SELECTED EXTRACT.
══════════

In CoronaSense, nanostructures made from a combination of DNA strands and peptides were used to investigate the binding of the SARS-CoV-2 spike protein to target protein sequences. A peptide fragment mimicking the binding site of the spike protein on the ACE2 antigen was chemically conjugated to a DNA nanostructure in a multivalent arrangement that resembles the natural geometry of the spike protein. This DNA-templated binding was utilized to study the cooperativity between the subunits of the spike protein during binding and to assess the effects of natural mutation variants that occur during SARS-CoV-2 infections.

══════════

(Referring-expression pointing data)
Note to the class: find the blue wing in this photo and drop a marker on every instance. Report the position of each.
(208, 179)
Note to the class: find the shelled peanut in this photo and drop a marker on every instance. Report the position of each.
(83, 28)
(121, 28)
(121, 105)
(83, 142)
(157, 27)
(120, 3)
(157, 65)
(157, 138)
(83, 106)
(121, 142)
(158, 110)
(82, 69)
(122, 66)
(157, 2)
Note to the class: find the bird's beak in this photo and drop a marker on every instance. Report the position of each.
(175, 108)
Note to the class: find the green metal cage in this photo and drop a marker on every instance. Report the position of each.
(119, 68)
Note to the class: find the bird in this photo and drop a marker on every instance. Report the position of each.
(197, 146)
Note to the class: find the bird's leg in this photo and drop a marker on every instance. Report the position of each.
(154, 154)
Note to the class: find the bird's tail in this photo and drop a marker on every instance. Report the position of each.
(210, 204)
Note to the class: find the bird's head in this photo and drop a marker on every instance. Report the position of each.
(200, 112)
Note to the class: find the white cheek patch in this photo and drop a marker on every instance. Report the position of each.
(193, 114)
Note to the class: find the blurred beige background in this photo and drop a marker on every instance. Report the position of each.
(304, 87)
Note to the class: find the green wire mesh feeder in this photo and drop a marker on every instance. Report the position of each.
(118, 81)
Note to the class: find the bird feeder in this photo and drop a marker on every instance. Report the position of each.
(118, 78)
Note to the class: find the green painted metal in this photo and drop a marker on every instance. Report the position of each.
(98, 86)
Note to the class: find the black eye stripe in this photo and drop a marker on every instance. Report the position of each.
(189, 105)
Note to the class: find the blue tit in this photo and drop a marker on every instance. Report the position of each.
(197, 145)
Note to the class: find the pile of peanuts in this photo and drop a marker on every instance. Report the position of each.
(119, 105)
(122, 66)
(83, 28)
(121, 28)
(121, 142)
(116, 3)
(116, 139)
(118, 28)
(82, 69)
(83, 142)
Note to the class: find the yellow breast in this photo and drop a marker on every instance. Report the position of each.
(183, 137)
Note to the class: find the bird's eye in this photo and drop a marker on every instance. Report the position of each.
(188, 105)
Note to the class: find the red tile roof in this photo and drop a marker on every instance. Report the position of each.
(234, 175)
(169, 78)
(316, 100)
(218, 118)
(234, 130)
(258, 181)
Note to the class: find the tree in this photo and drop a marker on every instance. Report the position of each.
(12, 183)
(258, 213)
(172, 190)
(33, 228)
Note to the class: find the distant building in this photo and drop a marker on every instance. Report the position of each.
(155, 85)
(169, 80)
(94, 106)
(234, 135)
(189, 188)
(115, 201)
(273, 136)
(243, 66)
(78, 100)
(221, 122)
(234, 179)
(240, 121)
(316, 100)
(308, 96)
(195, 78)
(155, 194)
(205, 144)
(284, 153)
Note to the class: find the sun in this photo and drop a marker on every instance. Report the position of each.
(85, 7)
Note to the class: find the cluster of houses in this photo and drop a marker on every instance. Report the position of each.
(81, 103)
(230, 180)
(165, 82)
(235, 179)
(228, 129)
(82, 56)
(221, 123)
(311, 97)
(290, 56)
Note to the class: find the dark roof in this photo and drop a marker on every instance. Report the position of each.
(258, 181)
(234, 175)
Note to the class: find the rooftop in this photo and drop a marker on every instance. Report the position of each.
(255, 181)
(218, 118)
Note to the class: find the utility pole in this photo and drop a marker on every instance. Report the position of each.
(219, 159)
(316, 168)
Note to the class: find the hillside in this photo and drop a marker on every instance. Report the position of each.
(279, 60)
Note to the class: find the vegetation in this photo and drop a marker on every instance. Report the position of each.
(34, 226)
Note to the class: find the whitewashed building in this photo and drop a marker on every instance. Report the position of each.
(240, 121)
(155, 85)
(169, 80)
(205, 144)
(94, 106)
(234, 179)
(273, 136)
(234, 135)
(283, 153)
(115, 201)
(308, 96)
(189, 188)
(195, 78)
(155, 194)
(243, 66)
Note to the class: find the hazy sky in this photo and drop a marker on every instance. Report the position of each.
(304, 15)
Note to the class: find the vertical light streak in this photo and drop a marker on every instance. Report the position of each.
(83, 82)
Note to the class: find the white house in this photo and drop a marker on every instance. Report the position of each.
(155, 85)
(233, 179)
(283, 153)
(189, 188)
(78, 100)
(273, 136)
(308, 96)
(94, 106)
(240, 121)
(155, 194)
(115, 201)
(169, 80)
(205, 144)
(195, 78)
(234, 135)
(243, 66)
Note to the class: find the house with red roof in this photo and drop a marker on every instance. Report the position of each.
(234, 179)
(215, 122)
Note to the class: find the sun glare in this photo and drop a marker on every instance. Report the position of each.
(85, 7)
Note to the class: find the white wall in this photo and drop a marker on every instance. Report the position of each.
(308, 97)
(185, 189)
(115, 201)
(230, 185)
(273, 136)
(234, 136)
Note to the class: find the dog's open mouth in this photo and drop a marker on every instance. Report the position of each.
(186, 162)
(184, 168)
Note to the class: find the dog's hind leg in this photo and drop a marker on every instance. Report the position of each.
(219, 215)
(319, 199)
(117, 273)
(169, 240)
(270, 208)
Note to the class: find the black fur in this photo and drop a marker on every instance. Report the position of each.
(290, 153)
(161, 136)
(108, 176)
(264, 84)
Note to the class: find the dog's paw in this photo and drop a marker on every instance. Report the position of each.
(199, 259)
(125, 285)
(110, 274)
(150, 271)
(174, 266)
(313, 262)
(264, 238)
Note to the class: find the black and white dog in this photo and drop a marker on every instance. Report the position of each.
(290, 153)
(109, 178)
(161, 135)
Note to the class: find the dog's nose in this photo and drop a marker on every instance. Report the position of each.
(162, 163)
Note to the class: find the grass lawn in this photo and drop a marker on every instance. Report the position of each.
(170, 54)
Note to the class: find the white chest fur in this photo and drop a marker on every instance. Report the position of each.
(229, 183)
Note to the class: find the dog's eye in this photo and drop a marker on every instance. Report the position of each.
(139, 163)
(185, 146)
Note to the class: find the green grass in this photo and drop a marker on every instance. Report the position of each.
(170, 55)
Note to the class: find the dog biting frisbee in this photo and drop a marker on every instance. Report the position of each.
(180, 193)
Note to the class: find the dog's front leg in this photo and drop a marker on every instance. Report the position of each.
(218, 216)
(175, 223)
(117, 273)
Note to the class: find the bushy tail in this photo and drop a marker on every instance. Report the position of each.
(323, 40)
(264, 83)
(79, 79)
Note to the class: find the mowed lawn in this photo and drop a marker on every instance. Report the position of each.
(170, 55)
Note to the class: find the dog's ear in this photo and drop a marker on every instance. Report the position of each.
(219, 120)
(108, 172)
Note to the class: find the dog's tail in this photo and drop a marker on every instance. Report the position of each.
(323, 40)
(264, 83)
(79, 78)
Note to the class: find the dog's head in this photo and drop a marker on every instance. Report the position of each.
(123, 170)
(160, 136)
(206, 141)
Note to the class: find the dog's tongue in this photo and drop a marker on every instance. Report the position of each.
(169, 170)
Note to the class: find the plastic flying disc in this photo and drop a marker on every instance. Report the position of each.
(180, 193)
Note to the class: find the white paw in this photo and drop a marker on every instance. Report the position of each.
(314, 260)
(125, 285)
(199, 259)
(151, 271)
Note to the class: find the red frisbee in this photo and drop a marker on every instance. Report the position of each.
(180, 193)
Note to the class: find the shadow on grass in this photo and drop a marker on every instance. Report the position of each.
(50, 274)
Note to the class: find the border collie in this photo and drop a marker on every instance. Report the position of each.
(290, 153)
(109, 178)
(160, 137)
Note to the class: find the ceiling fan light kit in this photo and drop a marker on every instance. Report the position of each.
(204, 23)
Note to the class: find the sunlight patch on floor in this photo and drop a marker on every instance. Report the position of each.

══════════

APPLY WHAT YOU READ.
a – In the CoronaSense passage, rewrite the part from "In CoronaSense, nanostructures" to "during SARS-CoV-2 infections.", swapping "spike protein" for "S protein".
b – According to the CoronaSense passage, what was the peptide fragment chemically conjugated to?
c – Continue the CoronaSense passage from where it stops.

RESPONSES.
a –
In CoronaSense, nanostructures made from a combination of DNA strands and peptides were used to investigate the binding of the SARS-CoV-2 S protein to target protein sequences. A peptide fragment mimicking the binding site of the S protein on the ACE2 antigen was chemically conjugated to a DNA nanostructure in a multivalent arrangement that resembles the natural geometry of the S protein. This DNA-templated binding was utilized to study the cooperativity between the subunits of the S protein during binding and to assess the effects of natural mutation variants that occur during SARS-CoV-2 infections.

b – A DNA nanostructure, in a multivalent arrangement that resembles the natural geometry of the spike protein.

c –
Duration
06/2020 – 05/2021

The goal of the AsphyxDX project is to translate extensive existing preliminary work in the detection of oxygen deprivation (asphyxia) in newborns into diagnostic applications. The diagnostic approach is based on the quantification of small endogenous metabolites (molecular weight <1200 Da); this will be performed for diagnostics (independently of large devices such as mass spectrometers) using nanopore-based and other rapid tests. Novel point-of-care (PoC)-capable testing systems are to be developed for this purpose. The role of Fraunhofer IZI is to develop functionalized DNA-based nanostructures that bind to the selected metabolites through specific ligand-receptor interactions.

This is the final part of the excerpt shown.